# Prompt
Each entry should be transcribed exactly as written, and any picture left out.
======== Records to use
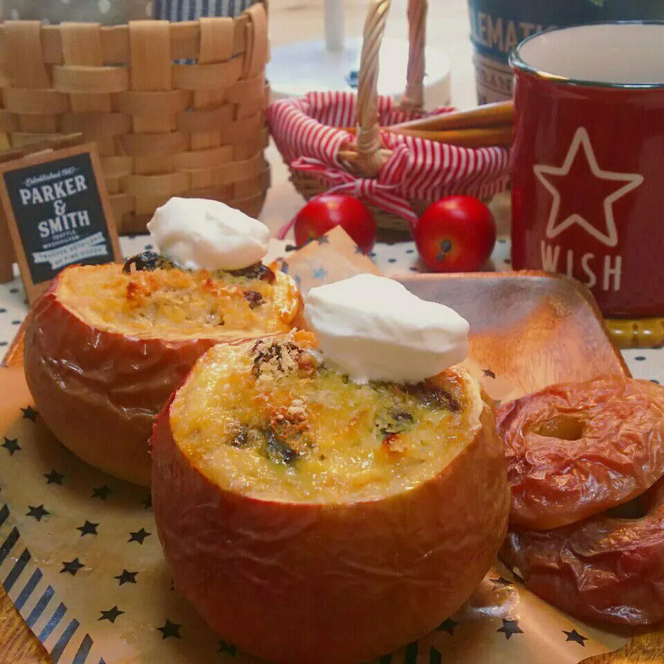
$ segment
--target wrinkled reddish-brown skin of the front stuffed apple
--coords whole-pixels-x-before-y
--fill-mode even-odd
[[[169,409],[152,438],[158,535],[176,589],[244,652],[278,664],[373,661],[435,629],[495,560],[510,495],[487,403],[436,477],[347,504],[217,486],[174,441]]]

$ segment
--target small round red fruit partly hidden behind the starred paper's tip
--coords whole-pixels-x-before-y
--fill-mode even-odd
[[[302,246],[340,225],[363,253],[376,242],[376,221],[369,208],[353,196],[323,194],[295,215],[295,243]]]

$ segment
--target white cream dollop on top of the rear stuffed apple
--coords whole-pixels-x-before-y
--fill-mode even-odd
[[[270,231],[219,201],[170,199],[147,224],[161,255],[185,270],[239,270],[268,252]]]

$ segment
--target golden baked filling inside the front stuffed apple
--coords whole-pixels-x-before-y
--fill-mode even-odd
[[[327,368],[309,337],[216,346],[197,362],[170,425],[205,477],[261,499],[385,497],[434,477],[479,426],[458,369],[359,385]]]

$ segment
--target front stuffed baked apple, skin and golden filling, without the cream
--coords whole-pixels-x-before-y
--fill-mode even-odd
[[[458,365],[418,382],[349,377],[311,332],[210,349],[160,414],[152,459],[176,589],[268,661],[357,664],[423,636],[506,533],[479,383]]]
================
# Exercise output
$ segment
--target wrinkled reddish-brown skin of the front stuffed apple
--coords whole-pixels-x-before-y
--fill-mode even-odd
[[[169,409],[152,438],[158,535],[176,589],[244,652],[278,664],[373,661],[435,629],[495,560],[510,495],[487,403],[436,477],[347,504],[217,486],[174,441]]]

$ segment
--target small round red fruit partly hidden behind the starred paper's tip
--coords whole-pixels-x-before-y
--fill-mode even-odd
[[[302,246],[340,225],[363,253],[376,242],[376,221],[369,208],[353,196],[323,194],[295,215],[295,243]]]

$ segment
--target white cream dollop on top of the rear stuffed apple
--coords whole-pixels-x-before-y
--fill-mode even-odd
[[[270,231],[219,201],[170,199],[147,224],[161,255],[185,270],[239,270],[268,252]]]

$ segment
--target golden baked filling inside the front stuffed apple
--coords whole-pixels-x-before-y
--fill-mode even-odd
[[[327,368],[309,337],[216,346],[197,362],[170,425],[205,477],[261,499],[385,497],[434,477],[479,426],[458,369],[359,385]]]

$ segment
--target front stuffed baked apple, skin and golden filling, without the cream
--coords whole-pixels-x-before-y
--fill-mode even-odd
[[[458,365],[418,382],[349,377],[311,332],[210,349],[160,414],[152,459],[176,589],[268,661],[357,664],[423,636],[506,533],[479,383]]]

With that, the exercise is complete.